### Your instructions
Reproduce all of the material exactly as shown.

Coordinate labeling data

────────────────────

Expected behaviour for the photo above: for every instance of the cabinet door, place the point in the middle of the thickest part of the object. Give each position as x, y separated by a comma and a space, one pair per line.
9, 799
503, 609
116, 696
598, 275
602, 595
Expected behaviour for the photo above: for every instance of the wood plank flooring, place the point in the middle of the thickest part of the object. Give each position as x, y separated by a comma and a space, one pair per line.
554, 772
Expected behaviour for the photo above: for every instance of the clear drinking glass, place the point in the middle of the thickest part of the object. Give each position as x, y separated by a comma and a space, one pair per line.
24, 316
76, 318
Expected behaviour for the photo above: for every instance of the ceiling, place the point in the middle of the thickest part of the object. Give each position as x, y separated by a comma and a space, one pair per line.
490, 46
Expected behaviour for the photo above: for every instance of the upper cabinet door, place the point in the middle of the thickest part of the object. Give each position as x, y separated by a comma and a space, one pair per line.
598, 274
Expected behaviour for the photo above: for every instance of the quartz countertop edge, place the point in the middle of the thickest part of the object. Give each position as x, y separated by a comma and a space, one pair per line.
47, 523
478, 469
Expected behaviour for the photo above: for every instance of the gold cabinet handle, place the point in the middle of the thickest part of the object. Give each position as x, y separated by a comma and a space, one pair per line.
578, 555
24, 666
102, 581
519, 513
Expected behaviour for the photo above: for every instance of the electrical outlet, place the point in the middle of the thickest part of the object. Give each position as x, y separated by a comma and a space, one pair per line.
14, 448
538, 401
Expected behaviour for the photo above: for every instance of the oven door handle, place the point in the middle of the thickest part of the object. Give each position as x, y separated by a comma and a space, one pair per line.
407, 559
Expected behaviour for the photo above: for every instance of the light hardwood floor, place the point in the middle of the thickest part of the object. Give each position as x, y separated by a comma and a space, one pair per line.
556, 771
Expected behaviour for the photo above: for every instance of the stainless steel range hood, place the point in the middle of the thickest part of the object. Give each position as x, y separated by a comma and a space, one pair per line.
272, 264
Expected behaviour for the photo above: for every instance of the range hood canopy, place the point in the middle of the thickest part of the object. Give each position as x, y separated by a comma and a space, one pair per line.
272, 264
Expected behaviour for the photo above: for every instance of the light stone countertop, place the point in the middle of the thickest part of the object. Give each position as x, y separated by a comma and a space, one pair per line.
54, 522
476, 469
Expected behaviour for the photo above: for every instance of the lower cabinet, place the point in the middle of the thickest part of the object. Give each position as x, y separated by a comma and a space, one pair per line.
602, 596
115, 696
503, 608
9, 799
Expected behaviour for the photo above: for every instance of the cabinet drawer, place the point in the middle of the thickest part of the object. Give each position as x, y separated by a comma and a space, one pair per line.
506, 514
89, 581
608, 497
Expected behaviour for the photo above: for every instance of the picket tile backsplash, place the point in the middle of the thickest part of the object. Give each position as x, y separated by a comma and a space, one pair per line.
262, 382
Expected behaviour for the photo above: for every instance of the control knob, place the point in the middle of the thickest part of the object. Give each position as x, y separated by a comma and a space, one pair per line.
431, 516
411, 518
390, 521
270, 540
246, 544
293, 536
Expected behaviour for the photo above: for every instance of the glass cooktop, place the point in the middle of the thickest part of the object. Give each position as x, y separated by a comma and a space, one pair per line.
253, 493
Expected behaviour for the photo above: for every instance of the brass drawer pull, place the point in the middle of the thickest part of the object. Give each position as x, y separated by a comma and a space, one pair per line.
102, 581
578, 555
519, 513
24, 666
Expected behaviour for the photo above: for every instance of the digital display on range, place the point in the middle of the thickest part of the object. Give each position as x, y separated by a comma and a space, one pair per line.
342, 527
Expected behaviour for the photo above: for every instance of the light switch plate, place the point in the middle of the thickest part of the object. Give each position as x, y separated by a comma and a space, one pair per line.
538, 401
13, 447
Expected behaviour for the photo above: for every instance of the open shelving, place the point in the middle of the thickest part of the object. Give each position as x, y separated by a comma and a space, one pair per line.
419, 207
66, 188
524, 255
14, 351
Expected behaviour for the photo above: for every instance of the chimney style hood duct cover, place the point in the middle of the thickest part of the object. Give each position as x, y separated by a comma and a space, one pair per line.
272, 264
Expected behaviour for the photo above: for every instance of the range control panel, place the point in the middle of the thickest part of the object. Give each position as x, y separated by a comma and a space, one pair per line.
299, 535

────────────────────

### Final result
Expected behaviour for the photo above: for every instance of the cabinet door, place the point in the middle of the thickest part of the object. Give each position as x, y separated by a comma and a space, one pair per line.
9, 799
503, 609
116, 696
598, 275
602, 595
Expected behaviour for the photo above: for every instance of the wood plank flooring, place the point in the middle of the thickest part of the object. Give each position as x, y separated by a comma and a space, one pair per line.
554, 772
Expected behaviour for the photo above: for every instance of the clear drinking glass, place the point in the middle of the thickest part of the object. Give each position as x, y separated by a comma and a space, one pair per line.
24, 316
76, 318
Expected behaviour for the photo above: for every instance of the ceiling, place the point in the middle of the thickest part of the object. Give each position as x, y separated by a comma and a space, one pair per line.
490, 46
Expected behaviour for the photo above: for every instance of the upper cabinet door, place the point in the middle of the thickest part of the object. Give each position as x, y separated by a comma and a space, one pair per line.
598, 274
Expected behaviour for the photo above: for every instance of the quartz countertop edge, place the point in the middle of the thickest part of the object. Give each position as x, y separated by a comma and a space, one pair per line.
47, 523
478, 469
Expected behaviour for the photo above: for every instance of the gold cabinet handle, place the point in the middle of the thickest part of the object. Give each position as x, y separated by a comma and a space, one pair per line.
578, 555
24, 666
102, 581
519, 513
Expected behaviour for the photo above: for every instance of the electrical outlet, place the point in the middle of the thickest part of the object. Give each position as x, y separated by a comma and a space, one pair per line.
14, 448
538, 401
Expected behaviour for the photo above: for every instance of the oven door handle, place the point in the middle of the thickest part of the object. Give each position as x, y separated by a comma and a space, one pair per line.
407, 559
Expected behaviour for the photo above: for every instance of the light hardwood floor, place the point in the middle of the thickest part of the object. Give each position as x, y separated by a comma and a space, one pair per line.
556, 771
Expected behaviour for the photo above: for every instance of the stainless steel range hood, place the point in the middle of the thickest part of the object. Give each position as x, y separated by a comma and a space, one pair per line.
272, 264
Expected behaviour for the photo above: for every instance of the range hood canopy, place the point in the middle of the thickest part of the object. Give each position as x, y separated by a comma and a space, one pair per line.
272, 264
Expected behaviour for the photo above: for every instance of the light stone countertop, place the point in the middle of the thickest part of the object. Give each position as x, y separated by a comma and a space, one pair per line.
54, 522
476, 469
Expected behaviour for the photo above: for every instance of the lower cabinet, place the point in the middle of the thickest part of the object. Give each position as x, y separated by a comma and a space, one pair per line.
602, 596
115, 696
503, 608
9, 799
Expected behaviour for the photo above: for every instance of the cabinet drawer, place the point in the middle of the thickest part of the object. Give each position as x, y separated by a comma and a space, one pair per line.
506, 514
89, 581
608, 497
Expected behaviour for the photo above: for every instance of the picket tile backsplash, place the point in the middle of the thickest part of the object. Give each position as x, y separated by a comma and a space, one pair per line.
262, 382
Expected behaviour for the photo above: for every instance of the control knob, place the point in the middle of the thickest part of the object. Give each position as x, y separated by a comma and a space, one pair per line.
431, 516
411, 518
390, 521
270, 540
246, 544
293, 536
Expected behaviour for the photo above: for every instance of the glass cooktop, place the point in the middle of the thickest part of the object. Give each position as x, y separated by a comma and a space, one pair per line.
253, 493
Expected behaviour for the photo above: for every instance of the brass drawer pull, place the point in the middle of the thickest part of the object. Give each position as x, y separated by a comma and a space, one pair per line.
102, 581
578, 555
519, 513
24, 666
Expected behaviour for the photo above: for every instance of the digital display on range, place the point in the middle of the thickest part of the object. Give each position as x, y separated by a comma and a space, one pair per line.
342, 527
Expected behaviour for the photo above: for every instance of the light switch plate, place the point in the middle of the thickest part of the object. Give each position as x, y separated by a comma and a space, one pair per line.
538, 401
13, 447
Expected behaviour for the photo above: for every instance of the open shelving, place the point in the middle of the thickest part of the object. Give each position as x, y separated by a comma and a space, one pair per line.
419, 207
66, 188
524, 255
14, 351
Expected behaviour for the photo above: for every instance of the chimney style hood duct cover, place the point in the middle of the thickest part of the object. Give each position as x, y separated by a comma and a space, one pair per line.
272, 264
Expected behaviour for the photo above: for every instance of the range control panel, place the point in the middle of the thickest part of the object. Give each position as x, y separated by a comma and a space, one pair per line.
299, 535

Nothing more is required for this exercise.